:: Quoted text ::

When I was a kid, I watched professional wrestling with my brothers, Dave and Jon. We watched the AWA in Minneapolis on Saturday nights at 6 p.m. on channel nine, when my parents would be getting ready for bowling. They bowled in a mixed doubles league at Maple Lanes in Fridley, Minn., with various couples, but mainly Arnie and Ethel Keller sometimes Marge and Bob Guelker, occasionally with Sherry and Wayne Parks – Wayne was a lefty — and later with Bev and Mick Helvenkca. Mick was a helluva bowler, but Arnie was my favorite, by far.
AWA Wrestling had a strong lead-in, the Lawrence Welk Show. Good lord, that was an awful, awful show. “And da, one and da two …” But it was a good lesson to learn as a kid, you have to go through a lot of crap, just to squeeze an ounce of pleasure out of this world.
My mom would make hamburgers in the fry pan or she’d boil some hot dogs in a pan that I’d like to make popcorn in. It would take a couple of washings to get that wiener taste out of that pan. After dinner, Mom would head to the bathroom to prepare. I can still smell the combination of hairspray and perfume. She was awesome. Dad would have a highball. Or two. A brandy-Seven.
Dad threw a back-up ball. An unusual ball to throw for a right hander; it hooked from the left to the right. I don’t know anyone else who threw the back-up. My dad was a solid bowler; he carried an average typically around 172-175 or thereabouts. Mom fluctuated between 140 and 145. I can still see her ball. It would skid halfway down the lane before rotating to the pocket.

:::

• **Required task 1**
Based on the memoir about Saturday nights, say whether each statement agrees with it, answering yes or no and quoting the words that decide it: (a) The wrestling came on at 6 p.m. on channel nine. (b) The dad's ball hooked from right to left. (c) The mom's average was above 150.
• **Required task 2**
Write the next part of the memoir about Saturday nights, picking up right after its last sentence.
The data that come after this have nothing to do with what is asked here.

:: Recorded data ::

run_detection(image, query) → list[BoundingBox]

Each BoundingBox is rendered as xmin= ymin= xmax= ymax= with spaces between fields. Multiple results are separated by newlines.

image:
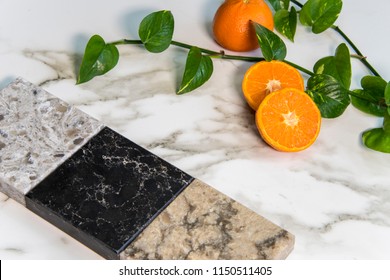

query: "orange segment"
xmin=256 ymin=88 xmax=321 ymax=152
xmin=242 ymin=60 xmax=304 ymax=111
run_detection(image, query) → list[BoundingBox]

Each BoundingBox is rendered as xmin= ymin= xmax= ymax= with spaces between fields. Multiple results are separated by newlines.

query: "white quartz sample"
xmin=0 ymin=78 xmax=102 ymax=204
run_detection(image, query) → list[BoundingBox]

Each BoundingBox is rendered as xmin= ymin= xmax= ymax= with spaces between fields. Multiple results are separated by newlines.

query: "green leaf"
xmin=385 ymin=82 xmax=390 ymax=115
xmin=77 ymin=35 xmax=119 ymax=84
xmin=274 ymin=7 xmax=297 ymax=42
xmin=307 ymin=74 xmax=350 ymax=118
xmin=351 ymin=89 xmax=386 ymax=117
xmin=299 ymin=0 xmax=343 ymax=34
xmin=362 ymin=110 xmax=390 ymax=153
xmin=268 ymin=0 xmax=290 ymax=11
xmin=177 ymin=47 xmax=213 ymax=94
xmin=252 ymin=22 xmax=287 ymax=61
xmin=360 ymin=75 xmax=387 ymax=94
xmin=138 ymin=10 xmax=174 ymax=53
xmin=351 ymin=76 xmax=387 ymax=117
xmin=314 ymin=43 xmax=352 ymax=89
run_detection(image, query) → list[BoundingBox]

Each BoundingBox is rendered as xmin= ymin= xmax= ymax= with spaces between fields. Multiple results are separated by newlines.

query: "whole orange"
xmin=213 ymin=0 xmax=274 ymax=52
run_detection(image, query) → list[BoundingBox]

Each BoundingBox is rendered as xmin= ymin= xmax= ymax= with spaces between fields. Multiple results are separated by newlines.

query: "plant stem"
xmin=332 ymin=25 xmax=381 ymax=77
xmin=283 ymin=60 xmax=315 ymax=76
xmin=111 ymin=39 xmax=264 ymax=62
xmin=291 ymin=0 xmax=380 ymax=77
xmin=111 ymin=39 xmax=314 ymax=76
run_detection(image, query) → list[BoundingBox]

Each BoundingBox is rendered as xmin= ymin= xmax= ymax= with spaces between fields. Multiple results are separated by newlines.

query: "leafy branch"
xmin=77 ymin=0 xmax=390 ymax=153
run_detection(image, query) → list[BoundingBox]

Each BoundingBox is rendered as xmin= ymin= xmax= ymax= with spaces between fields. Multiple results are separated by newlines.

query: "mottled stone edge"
xmin=120 ymin=179 xmax=295 ymax=260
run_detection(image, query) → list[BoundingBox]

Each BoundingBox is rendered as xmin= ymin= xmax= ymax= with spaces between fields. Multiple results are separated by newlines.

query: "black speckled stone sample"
xmin=26 ymin=128 xmax=193 ymax=259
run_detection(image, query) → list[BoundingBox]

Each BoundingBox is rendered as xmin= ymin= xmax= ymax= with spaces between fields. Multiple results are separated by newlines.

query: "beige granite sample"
xmin=120 ymin=179 xmax=294 ymax=260
xmin=0 ymin=78 xmax=103 ymax=205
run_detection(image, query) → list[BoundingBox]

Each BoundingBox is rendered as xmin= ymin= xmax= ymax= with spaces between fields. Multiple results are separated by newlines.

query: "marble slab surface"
xmin=0 ymin=0 xmax=390 ymax=260
xmin=0 ymin=79 xmax=103 ymax=205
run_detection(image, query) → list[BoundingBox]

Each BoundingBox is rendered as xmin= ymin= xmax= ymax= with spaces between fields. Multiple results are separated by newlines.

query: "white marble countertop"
xmin=0 ymin=0 xmax=390 ymax=259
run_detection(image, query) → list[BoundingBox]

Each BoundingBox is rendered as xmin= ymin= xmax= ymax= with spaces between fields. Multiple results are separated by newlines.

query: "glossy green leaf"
xmin=351 ymin=89 xmax=386 ymax=117
xmin=314 ymin=43 xmax=352 ymax=89
xmin=360 ymin=75 xmax=387 ymax=94
xmin=77 ymin=35 xmax=119 ymax=84
xmin=138 ymin=11 xmax=174 ymax=53
xmin=252 ymin=22 xmax=287 ymax=61
xmin=268 ymin=0 xmax=290 ymax=11
xmin=351 ymin=76 xmax=387 ymax=117
xmin=385 ymin=82 xmax=390 ymax=115
xmin=177 ymin=47 xmax=213 ymax=94
xmin=307 ymin=74 xmax=350 ymax=118
xmin=362 ymin=110 xmax=390 ymax=153
xmin=299 ymin=0 xmax=343 ymax=34
xmin=274 ymin=7 xmax=297 ymax=42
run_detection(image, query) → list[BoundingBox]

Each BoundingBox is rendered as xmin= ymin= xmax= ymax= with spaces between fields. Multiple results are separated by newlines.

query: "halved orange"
xmin=242 ymin=60 xmax=304 ymax=111
xmin=256 ymin=88 xmax=321 ymax=152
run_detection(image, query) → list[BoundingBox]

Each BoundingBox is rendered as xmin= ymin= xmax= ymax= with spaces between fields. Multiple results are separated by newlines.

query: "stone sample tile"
xmin=26 ymin=127 xmax=193 ymax=259
xmin=120 ymin=180 xmax=294 ymax=259
xmin=0 ymin=79 xmax=103 ymax=205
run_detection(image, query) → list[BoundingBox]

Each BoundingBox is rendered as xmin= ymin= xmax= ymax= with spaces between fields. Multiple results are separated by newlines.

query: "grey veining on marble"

:::

• **Response 1**
(a) Yes: "on Saturday nights at 6 p.m. on channel nine"
(b) No: "it hooked from the left to the right"
(c) No: "Mom fluctuated between 140 and 145"

• **Response 2**
Mom and Dad would bring me to bowling on occasion. Just me. I was the youngest. Still am. I remember getting sodas from the vending machine. It would drop a plastic cup and a bunch of that crunchy-type of ice, then from two spouts, the machine would dispense cola syrup with a carbonated fluid of some sort. It was a mini-engineering miracle. I loved that crunchy ice.
But I digress … on Saturday night, when Mom and Dad left for bowling … Jon, Dave and I would watch wrestling.
AWA Wrestling had its perennial champion, owner and former NCAA champion for the University of Minnesota, Verne Gagne. His co-owner was promoter Wally Karbo, who Jesse “The Body” Ventura always referred to as Wally Karibou. The announcer and interviewer was Marty O’Neill, a tiny man who always wore dark glasses and held a long wand-like microphone.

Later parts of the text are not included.